**Page excerpt:**

*-*-*

2.2 Number and Term of
Office. The number of directors shall initially be two (2) and
thereafter shall be fixed from time to time exclusively by the Board of
Directors pursuant to a resolution adopted by a majority of the total number of
authorized directors (whether or not there exist any vacancies in previously
authorized directorships at the time any such resolution is presented to the
Board for adoption). All directors shall hold office until the
expiration of the term for which elected and until their respective successors
are elected, except in the case of the death, resignation or removal of any
director.
2.3 Vacancies and Newly Created
Directorships. Subject to the rights of the holders of any
series of preferred stock then outstanding, newly created directorships
resulting from any increase in the authorized number of directors or any
vacancies in the Board of Directors resulting from death, resignation,
retirement, disqualification or other cause (other than removal from office by a
vote of the stockholders) may be filled only by a majority vote of the directors
then in office, though less than a quorum, or by the sole remaining
director, and
directors so chosen shall hold office for a term expiring at the next annual
meeting of stockholders. No decrease in the number of directors
constituting the Board of Directors shall shorten the term of any incumbent
director.

*-*-*

**Supplied information:**
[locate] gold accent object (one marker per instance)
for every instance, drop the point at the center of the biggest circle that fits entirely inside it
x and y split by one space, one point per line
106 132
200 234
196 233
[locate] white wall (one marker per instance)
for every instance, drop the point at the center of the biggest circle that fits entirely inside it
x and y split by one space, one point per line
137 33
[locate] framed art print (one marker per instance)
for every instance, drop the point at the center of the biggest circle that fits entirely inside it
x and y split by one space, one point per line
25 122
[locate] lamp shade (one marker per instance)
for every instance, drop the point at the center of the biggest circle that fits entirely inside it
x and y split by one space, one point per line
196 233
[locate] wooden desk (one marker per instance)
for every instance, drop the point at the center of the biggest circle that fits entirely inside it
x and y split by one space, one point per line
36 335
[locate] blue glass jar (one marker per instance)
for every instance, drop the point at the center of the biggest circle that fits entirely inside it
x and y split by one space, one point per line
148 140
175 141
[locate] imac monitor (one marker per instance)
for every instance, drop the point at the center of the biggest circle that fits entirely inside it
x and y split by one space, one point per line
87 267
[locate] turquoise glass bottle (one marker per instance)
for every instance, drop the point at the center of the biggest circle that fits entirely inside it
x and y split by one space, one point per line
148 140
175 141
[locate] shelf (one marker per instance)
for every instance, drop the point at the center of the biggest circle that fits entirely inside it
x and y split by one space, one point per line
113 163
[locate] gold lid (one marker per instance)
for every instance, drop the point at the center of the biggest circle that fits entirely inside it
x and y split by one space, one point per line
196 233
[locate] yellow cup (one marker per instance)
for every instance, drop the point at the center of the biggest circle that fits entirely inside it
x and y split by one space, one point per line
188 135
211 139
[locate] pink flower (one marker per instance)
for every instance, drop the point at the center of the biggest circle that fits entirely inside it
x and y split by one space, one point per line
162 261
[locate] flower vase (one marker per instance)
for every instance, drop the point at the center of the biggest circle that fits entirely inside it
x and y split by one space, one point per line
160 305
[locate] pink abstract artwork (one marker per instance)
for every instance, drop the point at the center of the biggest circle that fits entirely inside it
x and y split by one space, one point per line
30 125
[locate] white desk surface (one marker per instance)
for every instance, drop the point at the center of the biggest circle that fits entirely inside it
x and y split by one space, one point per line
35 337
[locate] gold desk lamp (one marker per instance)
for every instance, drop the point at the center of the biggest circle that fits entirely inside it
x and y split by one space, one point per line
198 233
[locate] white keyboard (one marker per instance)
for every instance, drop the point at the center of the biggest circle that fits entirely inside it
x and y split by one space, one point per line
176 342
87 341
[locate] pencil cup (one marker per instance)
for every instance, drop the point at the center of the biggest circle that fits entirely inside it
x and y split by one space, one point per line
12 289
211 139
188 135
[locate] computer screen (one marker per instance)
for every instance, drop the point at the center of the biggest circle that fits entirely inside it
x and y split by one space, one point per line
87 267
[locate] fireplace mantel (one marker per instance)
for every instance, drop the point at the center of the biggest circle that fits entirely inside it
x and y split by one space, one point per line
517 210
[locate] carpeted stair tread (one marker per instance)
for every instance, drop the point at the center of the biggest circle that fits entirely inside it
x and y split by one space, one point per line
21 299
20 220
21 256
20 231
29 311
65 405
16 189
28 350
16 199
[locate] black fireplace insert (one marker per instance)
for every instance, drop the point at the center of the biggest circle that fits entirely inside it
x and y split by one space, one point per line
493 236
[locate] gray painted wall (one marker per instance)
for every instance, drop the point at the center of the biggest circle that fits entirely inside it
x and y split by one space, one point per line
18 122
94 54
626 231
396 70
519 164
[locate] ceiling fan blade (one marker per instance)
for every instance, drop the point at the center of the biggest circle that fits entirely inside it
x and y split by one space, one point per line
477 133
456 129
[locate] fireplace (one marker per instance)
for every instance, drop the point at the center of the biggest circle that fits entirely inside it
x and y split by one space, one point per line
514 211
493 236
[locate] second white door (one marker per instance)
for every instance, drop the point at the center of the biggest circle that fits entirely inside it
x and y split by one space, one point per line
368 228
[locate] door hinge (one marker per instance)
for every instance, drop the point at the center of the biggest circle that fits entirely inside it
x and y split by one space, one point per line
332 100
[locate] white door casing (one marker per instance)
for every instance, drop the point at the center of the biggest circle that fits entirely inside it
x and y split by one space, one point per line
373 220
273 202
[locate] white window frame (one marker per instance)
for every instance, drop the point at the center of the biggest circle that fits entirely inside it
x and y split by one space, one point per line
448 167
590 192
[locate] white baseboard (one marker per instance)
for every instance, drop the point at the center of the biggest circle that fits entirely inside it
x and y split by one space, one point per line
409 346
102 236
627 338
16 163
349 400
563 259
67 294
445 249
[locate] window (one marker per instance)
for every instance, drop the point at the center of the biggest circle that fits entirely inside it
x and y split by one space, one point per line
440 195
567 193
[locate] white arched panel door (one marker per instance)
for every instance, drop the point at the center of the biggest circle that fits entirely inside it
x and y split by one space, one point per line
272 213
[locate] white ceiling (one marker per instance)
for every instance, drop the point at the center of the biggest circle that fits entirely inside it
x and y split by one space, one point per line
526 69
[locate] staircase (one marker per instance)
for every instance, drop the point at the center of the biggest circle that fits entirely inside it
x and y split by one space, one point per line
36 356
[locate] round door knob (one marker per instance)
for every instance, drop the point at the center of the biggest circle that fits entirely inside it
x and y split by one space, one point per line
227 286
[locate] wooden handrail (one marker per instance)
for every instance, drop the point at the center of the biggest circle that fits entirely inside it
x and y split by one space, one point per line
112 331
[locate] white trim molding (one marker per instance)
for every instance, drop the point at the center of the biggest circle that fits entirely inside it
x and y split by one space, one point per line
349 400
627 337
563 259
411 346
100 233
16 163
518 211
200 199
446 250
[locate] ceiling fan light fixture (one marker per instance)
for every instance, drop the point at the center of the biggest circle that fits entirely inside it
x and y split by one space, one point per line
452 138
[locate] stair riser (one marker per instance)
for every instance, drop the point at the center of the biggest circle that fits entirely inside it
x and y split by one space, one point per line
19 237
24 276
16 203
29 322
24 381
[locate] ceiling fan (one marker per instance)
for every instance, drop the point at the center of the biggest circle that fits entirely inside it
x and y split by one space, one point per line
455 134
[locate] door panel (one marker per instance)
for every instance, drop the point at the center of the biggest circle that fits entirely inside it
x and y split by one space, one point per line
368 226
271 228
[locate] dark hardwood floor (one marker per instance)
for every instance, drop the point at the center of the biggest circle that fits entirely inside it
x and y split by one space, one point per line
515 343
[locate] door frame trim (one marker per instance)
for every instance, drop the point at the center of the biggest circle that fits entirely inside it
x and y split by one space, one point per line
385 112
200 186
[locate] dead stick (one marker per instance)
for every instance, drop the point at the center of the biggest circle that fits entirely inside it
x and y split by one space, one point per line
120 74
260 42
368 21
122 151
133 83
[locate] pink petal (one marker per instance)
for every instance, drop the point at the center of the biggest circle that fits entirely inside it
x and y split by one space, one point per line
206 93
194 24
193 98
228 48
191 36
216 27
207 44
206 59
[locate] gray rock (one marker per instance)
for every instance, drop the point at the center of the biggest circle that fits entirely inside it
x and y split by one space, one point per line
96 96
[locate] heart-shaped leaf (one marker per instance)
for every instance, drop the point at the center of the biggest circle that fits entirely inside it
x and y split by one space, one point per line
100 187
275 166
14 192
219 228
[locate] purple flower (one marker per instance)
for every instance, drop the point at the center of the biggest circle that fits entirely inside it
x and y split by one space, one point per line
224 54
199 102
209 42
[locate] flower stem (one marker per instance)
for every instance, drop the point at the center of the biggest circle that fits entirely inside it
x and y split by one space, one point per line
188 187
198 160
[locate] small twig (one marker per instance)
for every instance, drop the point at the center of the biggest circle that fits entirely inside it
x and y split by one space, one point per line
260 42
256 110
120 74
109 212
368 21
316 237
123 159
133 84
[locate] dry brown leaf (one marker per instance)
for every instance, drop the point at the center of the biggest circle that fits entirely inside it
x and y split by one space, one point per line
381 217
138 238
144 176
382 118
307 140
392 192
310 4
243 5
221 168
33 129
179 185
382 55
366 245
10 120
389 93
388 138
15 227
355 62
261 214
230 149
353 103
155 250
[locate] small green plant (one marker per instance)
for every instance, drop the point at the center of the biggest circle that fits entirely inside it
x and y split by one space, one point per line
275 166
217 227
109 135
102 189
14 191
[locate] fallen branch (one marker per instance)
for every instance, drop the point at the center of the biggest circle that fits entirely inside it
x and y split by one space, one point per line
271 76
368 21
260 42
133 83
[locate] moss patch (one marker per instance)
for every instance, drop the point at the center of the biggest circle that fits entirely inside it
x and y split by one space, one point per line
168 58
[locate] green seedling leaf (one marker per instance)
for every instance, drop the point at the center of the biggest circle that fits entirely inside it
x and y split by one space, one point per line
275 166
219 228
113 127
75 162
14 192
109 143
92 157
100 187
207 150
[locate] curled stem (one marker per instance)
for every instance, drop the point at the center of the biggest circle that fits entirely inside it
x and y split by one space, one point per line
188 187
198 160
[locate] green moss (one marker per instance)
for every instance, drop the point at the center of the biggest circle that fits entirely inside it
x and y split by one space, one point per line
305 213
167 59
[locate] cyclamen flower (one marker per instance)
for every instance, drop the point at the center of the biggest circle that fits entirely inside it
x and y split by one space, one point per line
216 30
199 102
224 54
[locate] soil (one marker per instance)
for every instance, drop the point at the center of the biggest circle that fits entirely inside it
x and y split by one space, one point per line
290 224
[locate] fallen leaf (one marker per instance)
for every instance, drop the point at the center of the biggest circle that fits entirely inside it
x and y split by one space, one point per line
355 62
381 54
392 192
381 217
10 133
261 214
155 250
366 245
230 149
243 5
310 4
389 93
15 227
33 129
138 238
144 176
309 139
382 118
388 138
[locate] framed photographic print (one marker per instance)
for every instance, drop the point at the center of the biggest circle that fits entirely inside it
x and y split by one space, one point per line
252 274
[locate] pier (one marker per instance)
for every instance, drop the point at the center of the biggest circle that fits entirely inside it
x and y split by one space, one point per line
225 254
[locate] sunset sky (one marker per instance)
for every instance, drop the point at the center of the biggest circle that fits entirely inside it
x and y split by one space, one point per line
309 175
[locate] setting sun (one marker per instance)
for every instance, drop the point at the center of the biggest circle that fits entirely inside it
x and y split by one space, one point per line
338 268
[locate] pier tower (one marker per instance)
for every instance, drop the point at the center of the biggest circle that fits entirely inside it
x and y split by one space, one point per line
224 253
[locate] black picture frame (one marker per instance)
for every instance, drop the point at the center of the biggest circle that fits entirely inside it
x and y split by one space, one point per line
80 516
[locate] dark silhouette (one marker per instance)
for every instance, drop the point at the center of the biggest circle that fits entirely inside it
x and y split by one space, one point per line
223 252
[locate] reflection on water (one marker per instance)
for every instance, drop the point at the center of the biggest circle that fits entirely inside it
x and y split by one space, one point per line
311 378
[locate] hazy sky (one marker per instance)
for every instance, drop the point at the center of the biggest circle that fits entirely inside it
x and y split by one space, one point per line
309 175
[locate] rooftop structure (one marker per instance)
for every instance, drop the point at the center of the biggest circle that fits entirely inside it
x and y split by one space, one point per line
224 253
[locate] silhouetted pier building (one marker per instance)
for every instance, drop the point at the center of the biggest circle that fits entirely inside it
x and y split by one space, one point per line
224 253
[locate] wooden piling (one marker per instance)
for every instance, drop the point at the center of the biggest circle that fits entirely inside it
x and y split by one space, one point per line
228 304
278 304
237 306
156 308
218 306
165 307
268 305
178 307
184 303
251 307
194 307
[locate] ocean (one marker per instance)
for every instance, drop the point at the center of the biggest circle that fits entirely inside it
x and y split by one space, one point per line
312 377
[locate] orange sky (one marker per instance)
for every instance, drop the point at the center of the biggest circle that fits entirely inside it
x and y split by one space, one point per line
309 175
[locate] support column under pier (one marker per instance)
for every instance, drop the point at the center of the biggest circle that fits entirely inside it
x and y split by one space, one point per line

*-*-*

Carry on the rules about the board of directors from where they stop.

2.4 Resignation. Any
director may resign by delivering notice in writing or by electronic
transmission to the President, Chief Executive Officer, Chairman of the Board or
Secretary. Such resignation shall be effective upon receipt unless it
is specified to be effective at some other time or upon the happening of some
other event.
2.5 Removal. Subject
to the rights of the holders of any series of preferred stock then outstanding,
any directors, or the entire Board of Directors, may be removed from office at
any time, with or without cause, by the affirmative vote of the holders of at
least a majority of the voting power of all of the outstanding shares of capital
stock entitled to vote generally in the election of directors, voting together
as a single class. Vacancies in the Board of Directors resulting from
such removal may be filled by a majority of the directors then in office, though
less than a quorum, by the sole remaining director, or by the stockholders at
the next annual meeting or at a special meeting called in accordance with
Section 1.3 above. Directors so chosen shall hold office until the
next annual meeting of stockholders.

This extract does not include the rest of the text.